Resume the page on saturation and deadlines, carrying it on from its final sentence.

* [Source extract]
....................

Saturation and deadlines¶

Audience: contributors writing adapters or custom procedure steps; anyone debugging the runtime's saturation monitor or chasing a crashed_but_sealed outcome. Scope: the SaturationMonitor — the end-to-end durable-output deadline that catches "the system has silently stopped writing" failures the per-channel backpressure policies cannot see.

This is the observability boundary, not the hardware-safety boundary. The Watlow's own loop is what keeps the rig safe in a hardware sense (see safety principle 4); the saturation deadline is what makes sure a wedged writer thread doesn't quietly let the rig run blind for half an hour.

The problem the deadline solves¶

Per-channel backpressure policies catch individual queue fill-ups. A Watlow worker producing emissions faster than the conductor can drain them will eventually see its outbound bridge fill, and the bridge's BLOCK policy will park the producer. From any single bridge's perspective, that's the expected behaviour.

....................

Records from a data collection:
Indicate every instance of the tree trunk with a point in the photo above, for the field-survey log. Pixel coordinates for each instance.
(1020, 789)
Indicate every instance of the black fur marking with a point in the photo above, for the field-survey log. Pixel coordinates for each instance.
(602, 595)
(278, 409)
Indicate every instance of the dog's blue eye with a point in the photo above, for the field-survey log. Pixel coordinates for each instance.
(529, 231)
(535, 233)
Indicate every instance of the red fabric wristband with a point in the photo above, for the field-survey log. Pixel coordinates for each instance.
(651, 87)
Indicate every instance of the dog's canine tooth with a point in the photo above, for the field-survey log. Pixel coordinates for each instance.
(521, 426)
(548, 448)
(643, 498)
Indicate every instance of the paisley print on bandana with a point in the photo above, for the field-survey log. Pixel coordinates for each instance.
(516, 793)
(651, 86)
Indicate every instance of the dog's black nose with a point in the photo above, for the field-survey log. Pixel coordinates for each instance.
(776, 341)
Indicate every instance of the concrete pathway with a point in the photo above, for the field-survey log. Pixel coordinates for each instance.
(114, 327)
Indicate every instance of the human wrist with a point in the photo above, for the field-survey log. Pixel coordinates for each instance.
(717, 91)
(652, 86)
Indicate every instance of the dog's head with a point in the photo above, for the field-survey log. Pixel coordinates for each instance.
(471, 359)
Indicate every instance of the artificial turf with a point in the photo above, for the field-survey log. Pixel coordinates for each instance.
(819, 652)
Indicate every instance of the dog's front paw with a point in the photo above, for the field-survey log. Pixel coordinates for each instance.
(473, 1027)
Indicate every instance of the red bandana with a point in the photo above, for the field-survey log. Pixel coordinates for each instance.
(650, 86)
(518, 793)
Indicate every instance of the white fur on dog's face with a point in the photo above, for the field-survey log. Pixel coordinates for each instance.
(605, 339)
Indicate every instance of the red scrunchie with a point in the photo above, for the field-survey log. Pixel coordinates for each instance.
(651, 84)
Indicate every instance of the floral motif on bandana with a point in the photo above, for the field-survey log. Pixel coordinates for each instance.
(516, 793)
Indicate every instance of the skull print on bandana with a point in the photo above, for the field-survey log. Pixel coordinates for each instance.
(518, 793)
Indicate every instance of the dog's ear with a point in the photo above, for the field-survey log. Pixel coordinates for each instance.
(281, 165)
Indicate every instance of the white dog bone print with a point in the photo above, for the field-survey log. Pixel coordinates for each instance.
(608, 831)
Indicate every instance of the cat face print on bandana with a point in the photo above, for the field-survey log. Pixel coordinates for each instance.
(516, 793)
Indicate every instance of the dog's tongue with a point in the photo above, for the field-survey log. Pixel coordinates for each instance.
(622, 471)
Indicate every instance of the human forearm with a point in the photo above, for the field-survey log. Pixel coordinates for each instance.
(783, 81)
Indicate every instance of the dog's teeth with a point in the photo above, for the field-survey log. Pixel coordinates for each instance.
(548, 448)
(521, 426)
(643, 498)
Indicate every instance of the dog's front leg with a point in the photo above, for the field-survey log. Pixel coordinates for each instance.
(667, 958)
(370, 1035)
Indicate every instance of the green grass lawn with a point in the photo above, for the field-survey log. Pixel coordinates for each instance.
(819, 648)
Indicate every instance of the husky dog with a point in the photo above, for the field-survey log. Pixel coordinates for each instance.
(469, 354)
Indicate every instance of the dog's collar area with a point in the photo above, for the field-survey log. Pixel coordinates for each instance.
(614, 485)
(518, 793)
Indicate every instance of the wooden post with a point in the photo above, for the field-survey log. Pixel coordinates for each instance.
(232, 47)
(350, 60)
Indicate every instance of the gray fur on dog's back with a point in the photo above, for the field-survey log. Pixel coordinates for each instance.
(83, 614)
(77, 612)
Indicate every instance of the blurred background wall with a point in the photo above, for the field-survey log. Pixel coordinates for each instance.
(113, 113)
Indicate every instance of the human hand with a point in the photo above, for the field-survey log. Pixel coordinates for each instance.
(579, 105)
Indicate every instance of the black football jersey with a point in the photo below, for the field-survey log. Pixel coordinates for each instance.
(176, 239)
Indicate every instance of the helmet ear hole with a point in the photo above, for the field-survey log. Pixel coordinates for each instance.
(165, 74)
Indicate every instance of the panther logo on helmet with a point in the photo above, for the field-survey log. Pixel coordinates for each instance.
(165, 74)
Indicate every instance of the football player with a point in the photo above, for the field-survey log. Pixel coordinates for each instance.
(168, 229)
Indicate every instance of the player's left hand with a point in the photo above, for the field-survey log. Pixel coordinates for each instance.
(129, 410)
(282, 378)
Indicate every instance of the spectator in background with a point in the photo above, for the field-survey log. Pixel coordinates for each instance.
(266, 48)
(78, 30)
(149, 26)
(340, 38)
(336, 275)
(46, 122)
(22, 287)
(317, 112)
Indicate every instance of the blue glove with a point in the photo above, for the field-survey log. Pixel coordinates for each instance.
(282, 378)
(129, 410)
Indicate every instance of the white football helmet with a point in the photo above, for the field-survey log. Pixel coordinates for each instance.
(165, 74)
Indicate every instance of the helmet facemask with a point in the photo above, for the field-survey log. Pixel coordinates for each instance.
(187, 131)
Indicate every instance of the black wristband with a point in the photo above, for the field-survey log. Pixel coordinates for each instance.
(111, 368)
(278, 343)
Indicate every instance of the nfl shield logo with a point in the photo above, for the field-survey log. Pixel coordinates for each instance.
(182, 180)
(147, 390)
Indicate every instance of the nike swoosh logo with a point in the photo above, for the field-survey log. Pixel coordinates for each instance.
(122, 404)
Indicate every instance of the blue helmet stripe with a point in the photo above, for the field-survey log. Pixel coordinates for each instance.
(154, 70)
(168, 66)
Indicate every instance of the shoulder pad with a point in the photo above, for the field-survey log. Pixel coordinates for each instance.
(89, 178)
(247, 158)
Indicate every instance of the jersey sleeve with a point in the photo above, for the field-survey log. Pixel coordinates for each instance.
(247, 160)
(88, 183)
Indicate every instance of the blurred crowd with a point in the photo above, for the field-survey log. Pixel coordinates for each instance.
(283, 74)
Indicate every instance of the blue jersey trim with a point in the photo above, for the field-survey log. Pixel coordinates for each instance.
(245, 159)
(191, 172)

....................

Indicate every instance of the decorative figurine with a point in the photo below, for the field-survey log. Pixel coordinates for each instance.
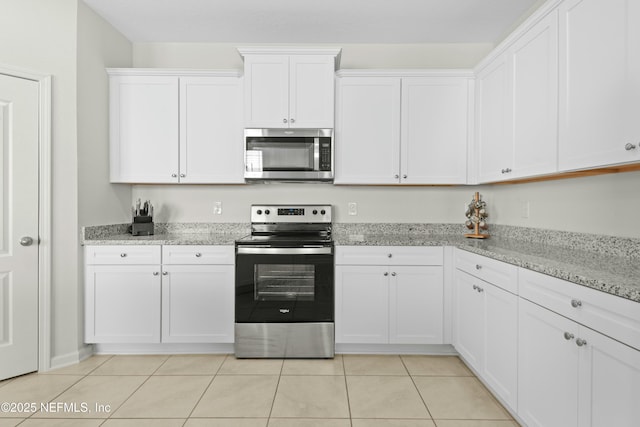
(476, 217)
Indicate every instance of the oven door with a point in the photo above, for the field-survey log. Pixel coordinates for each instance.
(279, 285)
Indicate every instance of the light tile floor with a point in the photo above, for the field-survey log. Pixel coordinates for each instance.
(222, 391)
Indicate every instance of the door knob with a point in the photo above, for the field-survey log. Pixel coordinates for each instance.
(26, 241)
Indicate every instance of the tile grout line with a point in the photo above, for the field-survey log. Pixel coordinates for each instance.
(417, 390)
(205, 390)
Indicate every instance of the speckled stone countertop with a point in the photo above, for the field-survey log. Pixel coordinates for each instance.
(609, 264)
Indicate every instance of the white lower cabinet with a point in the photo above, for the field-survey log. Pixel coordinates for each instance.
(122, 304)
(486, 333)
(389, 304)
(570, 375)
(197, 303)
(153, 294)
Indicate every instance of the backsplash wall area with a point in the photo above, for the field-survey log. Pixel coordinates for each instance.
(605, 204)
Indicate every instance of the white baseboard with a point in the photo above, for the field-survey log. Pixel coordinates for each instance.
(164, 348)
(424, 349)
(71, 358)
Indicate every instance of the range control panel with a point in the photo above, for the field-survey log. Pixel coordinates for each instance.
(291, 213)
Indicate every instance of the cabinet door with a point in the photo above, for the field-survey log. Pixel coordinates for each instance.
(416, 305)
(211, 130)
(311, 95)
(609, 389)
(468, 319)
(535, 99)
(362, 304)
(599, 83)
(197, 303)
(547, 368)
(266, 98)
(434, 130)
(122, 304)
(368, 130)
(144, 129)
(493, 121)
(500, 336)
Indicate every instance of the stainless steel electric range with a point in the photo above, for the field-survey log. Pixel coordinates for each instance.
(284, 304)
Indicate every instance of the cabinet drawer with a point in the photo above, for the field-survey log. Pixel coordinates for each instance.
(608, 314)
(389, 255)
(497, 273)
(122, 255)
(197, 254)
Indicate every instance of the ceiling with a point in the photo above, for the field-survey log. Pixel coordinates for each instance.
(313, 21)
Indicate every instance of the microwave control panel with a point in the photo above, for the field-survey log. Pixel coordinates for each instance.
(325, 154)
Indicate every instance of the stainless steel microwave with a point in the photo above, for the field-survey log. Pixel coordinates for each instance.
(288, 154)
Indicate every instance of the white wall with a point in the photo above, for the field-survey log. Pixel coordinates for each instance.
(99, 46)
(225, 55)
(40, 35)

....................

* [Task response]
The macro condition this misses: the durable side has stopped accepting work. If the writer thread wedges on an fsync, or the conductor's drain task is starved by a busy CustomStep, then every worker outbound bridge backs up in unison. No single bridge looks wrong. No backpressure policy escalates. The rig keeps running, the operator keeps believing data is being recorded, and nothing is.

The saturation deadline is the cross-cutting check for that condition. It watches two signals and escalates if either stays tripped for a configured duration:

Per-bridge blocked_since_ms — how long has any outbound bridge's producer been parked waiting for space?
Writer-thread last_accept_monotonic_ns vs depth — is the writer's inbox non-empty and not advancing?

Both signals are passive reads on existing instrumentation. The monitor adds no overhead to the hot path.

Constants and tuning rationale¶

The defaults live in saturation.py:

Constant	Default	Rationale
`DEFAULT_SATURATION_DEADLINE_S`	10.0 s	How long any single signal may stay tripped before escalation. Conservative — captures genuinely wedged disks and hung adapters while ignoring 10s-of-ms hiccups from GC pauses or transient I/O slowdowns.
`DEFAULT_POLL_PERIOD_S`	1.0 s	How often the monitor wakes to recheck. The doc's recommendation when tuning is `deadline_s / 10` clamped to `[1.0, 5.0]`.

Why 10 seconds and not 1 or 100?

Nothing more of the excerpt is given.